* **Problems and tasks**:
a – Answer from the blog post:
(i) About how many years ago did the party tradition start?
(ii) On which day of the week was the party held this year?
(iii) What did the writer wear to the party?
b – Reproduce the stretch of the blog post from "Celebratory Weekend, Part" through "to good use).", substituting "winter gathering" for "holiday party".

* **Document text**:
☆ ☆ ☆ ☆ ☆ ☆ ☆
Monday, December 20, 2010

Celebratory Weekend, Part II

Each year we host a holiday party. This tradition started about 5 years ago. And we like to make it fancy, with glass plates, and real wineglasses, and printed and mailed invitations, and RSVP's (which, strangely, people never respond to, so every year it is like a total guess on how many people are attending), and lots and lots of champagne. The big highlight (at least in my mind) is the table of desserts I create (which means that this is pretty much the one time of year I actually put my fancy pastry school degree to good use).
We had our party on Saturday, the day after my hooding (not something I recommend, by-the-by. It is nice to be able to clean the house the night before).
It was a little more low-key this year for the sake of my sanity- fewer people invited, fewer desserts (I passed on things that only I appreciate, like the homemade marshmallows, the champagne ice bucket made out of actual ice, and the "torch-your-own" creme brulee) and kept it (fairly) simple in order to avoid being stressed out. Which I did (avoid being stressed out, I mean). I wore high heels and a fancy dress and drank champagne and had a wonderful evening.
☆ ☆ ☆ ☆ ☆ ☆ ☆
Pointing data excerpts
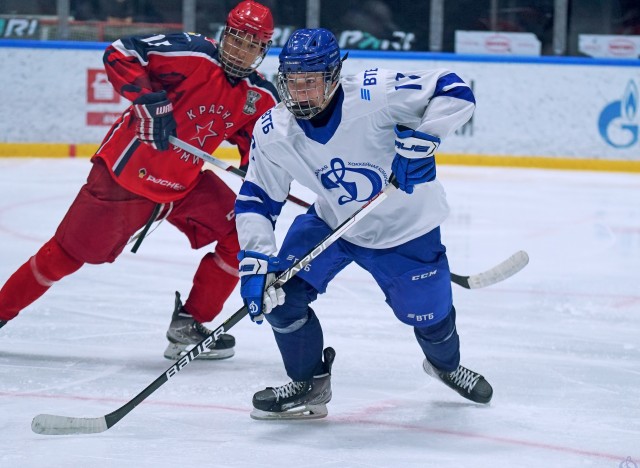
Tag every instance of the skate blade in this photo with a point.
(175, 351)
(304, 412)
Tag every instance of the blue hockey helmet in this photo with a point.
(309, 71)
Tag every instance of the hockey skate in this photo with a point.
(467, 383)
(185, 332)
(297, 400)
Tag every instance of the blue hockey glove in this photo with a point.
(414, 162)
(154, 120)
(257, 271)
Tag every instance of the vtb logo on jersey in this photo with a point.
(250, 105)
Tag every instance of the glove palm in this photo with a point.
(257, 274)
(414, 162)
(154, 120)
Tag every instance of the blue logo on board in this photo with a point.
(618, 122)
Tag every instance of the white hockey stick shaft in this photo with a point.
(500, 272)
(50, 424)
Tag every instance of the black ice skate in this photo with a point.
(185, 332)
(467, 383)
(297, 400)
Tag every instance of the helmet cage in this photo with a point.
(308, 55)
(235, 46)
(303, 108)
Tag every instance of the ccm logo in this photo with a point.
(428, 274)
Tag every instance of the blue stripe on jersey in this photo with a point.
(259, 202)
(326, 127)
(461, 92)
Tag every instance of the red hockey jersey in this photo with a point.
(208, 108)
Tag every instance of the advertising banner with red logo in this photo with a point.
(603, 46)
(496, 43)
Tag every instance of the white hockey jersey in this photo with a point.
(348, 161)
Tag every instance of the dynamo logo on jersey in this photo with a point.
(361, 181)
(618, 122)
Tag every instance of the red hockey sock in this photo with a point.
(34, 278)
(213, 283)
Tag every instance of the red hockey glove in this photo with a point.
(153, 115)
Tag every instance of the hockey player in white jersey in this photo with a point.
(344, 138)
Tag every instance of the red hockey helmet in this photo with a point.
(252, 17)
(246, 38)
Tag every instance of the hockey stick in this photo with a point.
(50, 424)
(498, 273)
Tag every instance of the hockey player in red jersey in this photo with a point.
(187, 86)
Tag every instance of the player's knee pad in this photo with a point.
(295, 311)
(52, 263)
(227, 250)
(440, 342)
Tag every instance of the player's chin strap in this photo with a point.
(50, 424)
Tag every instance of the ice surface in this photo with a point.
(560, 342)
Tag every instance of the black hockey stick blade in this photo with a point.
(49, 424)
(501, 272)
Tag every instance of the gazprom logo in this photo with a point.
(618, 122)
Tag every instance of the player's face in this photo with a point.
(240, 51)
(307, 89)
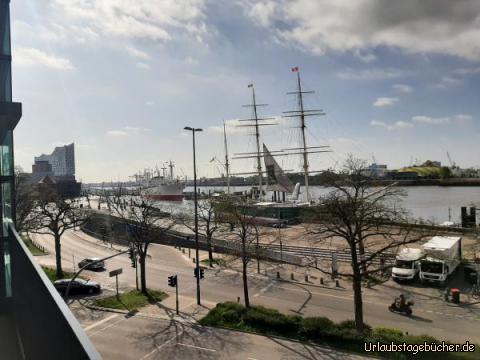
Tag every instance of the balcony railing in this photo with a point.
(40, 320)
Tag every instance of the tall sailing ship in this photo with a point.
(285, 201)
(160, 186)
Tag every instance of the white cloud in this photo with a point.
(402, 88)
(467, 71)
(137, 53)
(143, 66)
(372, 74)
(424, 120)
(443, 27)
(126, 131)
(137, 19)
(395, 126)
(32, 57)
(385, 101)
(117, 133)
(421, 119)
(190, 61)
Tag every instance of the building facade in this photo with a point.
(62, 160)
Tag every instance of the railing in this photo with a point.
(45, 326)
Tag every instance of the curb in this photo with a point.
(291, 340)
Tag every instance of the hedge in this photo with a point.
(321, 330)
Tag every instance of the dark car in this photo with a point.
(92, 264)
(79, 286)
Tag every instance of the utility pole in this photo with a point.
(197, 260)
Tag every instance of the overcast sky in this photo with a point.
(398, 80)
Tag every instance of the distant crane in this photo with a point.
(452, 163)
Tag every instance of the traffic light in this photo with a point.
(195, 273)
(172, 280)
(133, 257)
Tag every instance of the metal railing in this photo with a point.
(45, 326)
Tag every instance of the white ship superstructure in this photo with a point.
(162, 187)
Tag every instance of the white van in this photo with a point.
(407, 264)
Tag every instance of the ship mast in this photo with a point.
(256, 122)
(227, 165)
(301, 113)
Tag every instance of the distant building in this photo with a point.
(41, 169)
(62, 160)
(57, 170)
(402, 175)
(375, 171)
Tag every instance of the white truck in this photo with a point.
(407, 264)
(443, 255)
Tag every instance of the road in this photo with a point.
(431, 316)
(119, 336)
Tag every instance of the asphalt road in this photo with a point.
(431, 316)
(118, 337)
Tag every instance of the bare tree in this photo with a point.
(245, 233)
(53, 215)
(209, 223)
(24, 200)
(369, 222)
(145, 222)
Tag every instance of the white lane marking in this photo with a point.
(159, 347)
(264, 290)
(106, 327)
(197, 347)
(100, 322)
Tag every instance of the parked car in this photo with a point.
(91, 265)
(79, 286)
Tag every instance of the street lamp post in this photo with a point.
(197, 261)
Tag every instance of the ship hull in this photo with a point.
(165, 192)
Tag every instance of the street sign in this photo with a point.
(115, 272)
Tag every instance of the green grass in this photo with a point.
(321, 330)
(33, 249)
(131, 300)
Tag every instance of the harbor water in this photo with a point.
(434, 203)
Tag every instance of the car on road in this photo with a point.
(78, 286)
(92, 264)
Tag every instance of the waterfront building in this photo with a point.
(62, 160)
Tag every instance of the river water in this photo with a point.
(426, 202)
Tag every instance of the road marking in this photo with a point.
(159, 347)
(106, 327)
(197, 347)
(100, 322)
(264, 290)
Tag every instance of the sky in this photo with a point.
(399, 81)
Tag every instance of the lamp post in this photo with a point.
(197, 261)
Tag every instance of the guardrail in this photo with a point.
(45, 326)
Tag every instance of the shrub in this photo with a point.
(271, 321)
(315, 328)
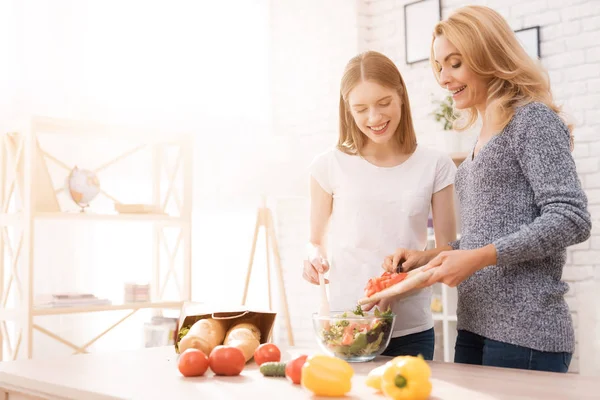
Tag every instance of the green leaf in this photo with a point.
(358, 311)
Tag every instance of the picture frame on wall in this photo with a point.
(530, 40)
(419, 19)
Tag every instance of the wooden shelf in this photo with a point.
(25, 180)
(104, 307)
(105, 217)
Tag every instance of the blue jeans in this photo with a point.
(412, 345)
(475, 349)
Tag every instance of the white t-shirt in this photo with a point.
(375, 211)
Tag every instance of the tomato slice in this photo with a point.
(387, 279)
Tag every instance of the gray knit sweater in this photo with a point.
(521, 193)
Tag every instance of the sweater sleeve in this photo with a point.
(542, 147)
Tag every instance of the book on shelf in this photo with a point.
(69, 300)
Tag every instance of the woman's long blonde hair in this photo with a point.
(490, 48)
(373, 66)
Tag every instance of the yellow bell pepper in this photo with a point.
(326, 376)
(406, 378)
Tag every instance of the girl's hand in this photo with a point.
(409, 259)
(453, 267)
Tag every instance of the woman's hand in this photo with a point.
(453, 267)
(382, 304)
(409, 259)
(316, 263)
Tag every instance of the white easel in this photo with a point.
(264, 218)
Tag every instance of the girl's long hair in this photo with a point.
(373, 66)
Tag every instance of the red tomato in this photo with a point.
(293, 369)
(226, 360)
(267, 352)
(192, 362)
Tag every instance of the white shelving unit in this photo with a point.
(23, 205)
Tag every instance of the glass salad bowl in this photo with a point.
(354, 337)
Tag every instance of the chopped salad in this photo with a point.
(350, 337)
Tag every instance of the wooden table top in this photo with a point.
(152, 374)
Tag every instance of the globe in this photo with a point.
(83, 186)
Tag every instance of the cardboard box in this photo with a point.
(192, 312)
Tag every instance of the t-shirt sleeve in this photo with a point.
(320, 169)
(444, 173)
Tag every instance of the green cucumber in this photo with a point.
(273, 368)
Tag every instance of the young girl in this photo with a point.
(375, 188)
(521, 202)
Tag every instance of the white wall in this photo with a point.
(570, 52)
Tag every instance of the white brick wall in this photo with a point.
(308, 114)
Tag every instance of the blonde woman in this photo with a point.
(521, 202)
(374, 190)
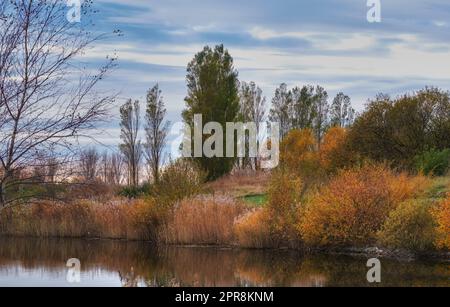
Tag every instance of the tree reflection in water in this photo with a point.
(140, 264)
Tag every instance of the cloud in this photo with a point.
(327, 42)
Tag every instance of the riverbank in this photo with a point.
(365, 207)
(42, 262)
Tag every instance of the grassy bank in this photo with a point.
(368, 206)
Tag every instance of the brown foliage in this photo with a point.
(352, 208)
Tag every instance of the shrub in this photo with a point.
(441, 215)
(181, 179)
(334, 154)
(252, 230)
(434, 162)
(204, 220)
(283, 197)
(352, 208)
(298, 152)
(116, 219)
(409, 226)
(133, 192)
(274, 225)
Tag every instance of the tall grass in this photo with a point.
(117, 219)
(204, 220)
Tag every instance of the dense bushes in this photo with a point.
(274, 225)
(352, 208)
(397, 130)
(434, 162)
(409, 226)
(253, 230)
(181, 179)
(203, 220)
(116, 219)
(442, 216)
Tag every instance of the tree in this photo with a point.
(212, 84)
(304, 111)
(42, 110)
(253, 108)
(281, 109)
(342, 114)
(320, 124)
(89, 165)
(398, 130)
(156, 131)
(131, 147)
(115, 170)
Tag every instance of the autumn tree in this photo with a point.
(131, 146)
(89, 165)
(341, 112)
(213, 92)
(253, 108)
(281, 110)
(320, 122)
(47, 100)
(304, 107)
(398, 130)
(156, 130)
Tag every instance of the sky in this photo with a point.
(298, 42)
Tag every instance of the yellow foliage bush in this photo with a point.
(204, 220)
(298, 152)
(252, 230)
(352, 208)
(274, 225)
(333, 154)
(116, 219)
(410, 226)
(442, 216)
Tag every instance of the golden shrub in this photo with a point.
(298, 152)
(204, 220)
(252, 230)
(410, 226)
(352, 208)
(333, 153)
(441, 215)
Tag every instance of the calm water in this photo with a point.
(32, 262)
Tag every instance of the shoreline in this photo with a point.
(367, 252)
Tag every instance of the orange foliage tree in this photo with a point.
(298, 153)
(333, 152)
(353, 206)
(442, 217)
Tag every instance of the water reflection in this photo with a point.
(33, 262)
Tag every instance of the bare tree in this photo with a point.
(320, 123)
(46, 101)
(281, 111)
(115, 172)
(131, 147)
(156, 131)
(253, 108)
(89, 165)
(342, 113)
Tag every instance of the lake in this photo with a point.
(42, 262)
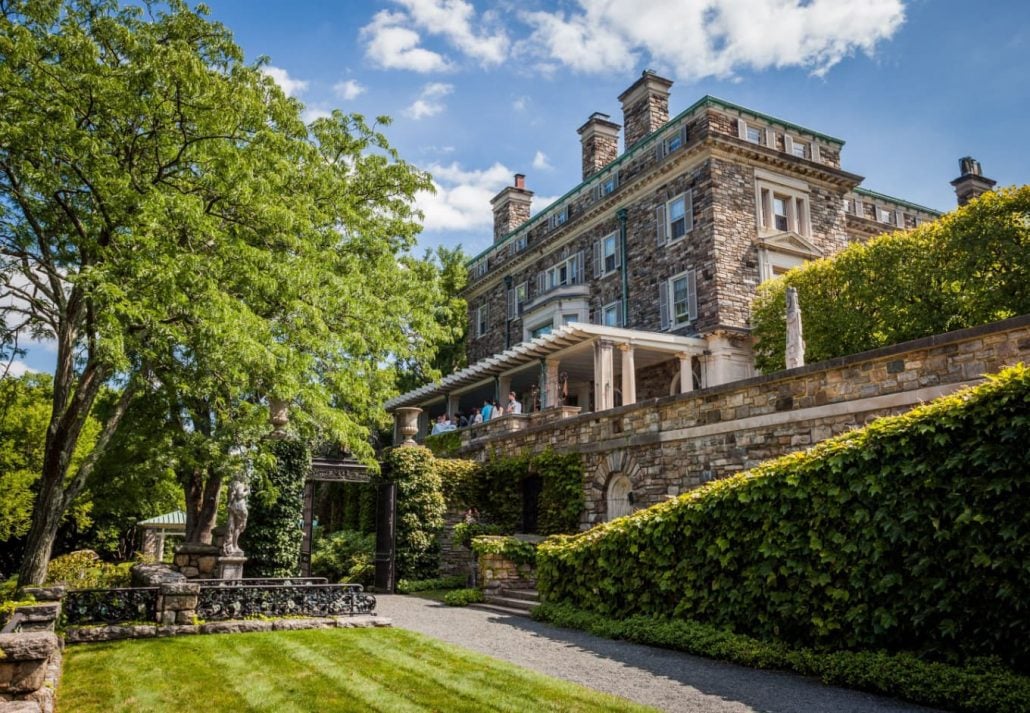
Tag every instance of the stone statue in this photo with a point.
(795, 341)
(237, 507)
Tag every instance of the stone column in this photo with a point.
(603, 375)
(551, 384)
(406, 418)
(686, 372)
(628, 375)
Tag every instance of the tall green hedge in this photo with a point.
(970, 267)
(272, 540)
(911, 534)
(419, 510)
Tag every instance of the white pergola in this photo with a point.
(583, 352)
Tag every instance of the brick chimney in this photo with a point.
(601, 142)
(645, 106)
(511, 207)
(971, 181)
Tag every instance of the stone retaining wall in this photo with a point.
(666, 446)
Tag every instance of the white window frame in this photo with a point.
(796, 198)
(613, 309)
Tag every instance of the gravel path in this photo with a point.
(667, 680)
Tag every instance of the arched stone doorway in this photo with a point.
(619, 498)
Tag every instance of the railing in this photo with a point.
(217, 603)
(111, 606)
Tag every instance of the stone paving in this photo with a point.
(668, 680)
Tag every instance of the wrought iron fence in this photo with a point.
(110, 606)
(219, 602)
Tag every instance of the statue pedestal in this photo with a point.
(231, 567)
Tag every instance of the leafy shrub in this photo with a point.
(406, 586)
(970, 267)
(345, 556)
(510, 548)
(465, 533)
(419, 510)
(462, 598)
(84, 570)
(272, 539)
(981, 686)
(908, 534)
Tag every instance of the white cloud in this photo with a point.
(392, 46)
(457, 23)
(288, 85)
(16, 368)
(714, 38)
(347, 90)
(462, 198)
(430, 101)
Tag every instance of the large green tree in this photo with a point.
(171, 223)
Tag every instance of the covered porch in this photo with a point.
(577, 368)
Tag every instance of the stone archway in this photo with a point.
(613, 482)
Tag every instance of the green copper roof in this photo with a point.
(169, 518)
(891, 199)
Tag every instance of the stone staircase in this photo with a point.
(513, 602)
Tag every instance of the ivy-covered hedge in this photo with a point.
(911, 534)
(419, 510)
(981, 686)
(272, 539)
(970, 267)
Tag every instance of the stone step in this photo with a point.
(527, 595)
(509, 603)
(486, 606)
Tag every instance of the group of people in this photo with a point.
(489, 411)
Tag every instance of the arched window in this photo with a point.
(619, 497)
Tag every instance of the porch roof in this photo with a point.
(550, 345)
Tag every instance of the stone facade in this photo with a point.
(670, 445)
(708, 153)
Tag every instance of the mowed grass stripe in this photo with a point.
(486, 682)
(327, 671)
(349, 675)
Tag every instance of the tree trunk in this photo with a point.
(46, 514)
(202, 489)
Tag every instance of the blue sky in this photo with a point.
(479, 91)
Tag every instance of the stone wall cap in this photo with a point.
(28, 645)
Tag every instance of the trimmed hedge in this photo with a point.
(911, 534)
(970, 267)
(983, 686)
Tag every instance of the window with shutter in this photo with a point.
(663, 316)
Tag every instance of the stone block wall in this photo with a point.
(668, 445)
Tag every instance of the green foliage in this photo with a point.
(981, 686)
(462, 598)
(419, 510)
(272, 539)
(465, 533)
(970, 267)
(457, 478)
(498, 490)
(910, 534)
(345, 556)
(84, 570)
(510, 548)
(407, 586)
(444, 445)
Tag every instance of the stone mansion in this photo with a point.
(638, 282)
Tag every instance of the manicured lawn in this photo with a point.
(385, 670)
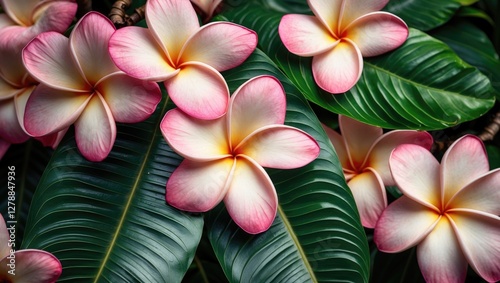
☆ ☆ ☆ ☆ ☆ ☆ ☆
* **The solutions**:
a –
(i) About 5 years ago.
(ii) Saturday.
(iii) High heels and a fancy dress.

b –
Celebratory Weekend, Part II

Each year we host a winter gathering. This tradition started about 5 years ago. And we like to make it fancy, with glass plates, and real wineglasses, and printed and mailed invitations, and RSVP's (which, strangely, people never respond to, so every year it is like a total guess on how many people are attending), and lots and lots of champagne. The big highlight (at least in my mind) is the table of desserts I create (which means that this is pretty much the one time of year I actually put my fancy pastry school degree to good use).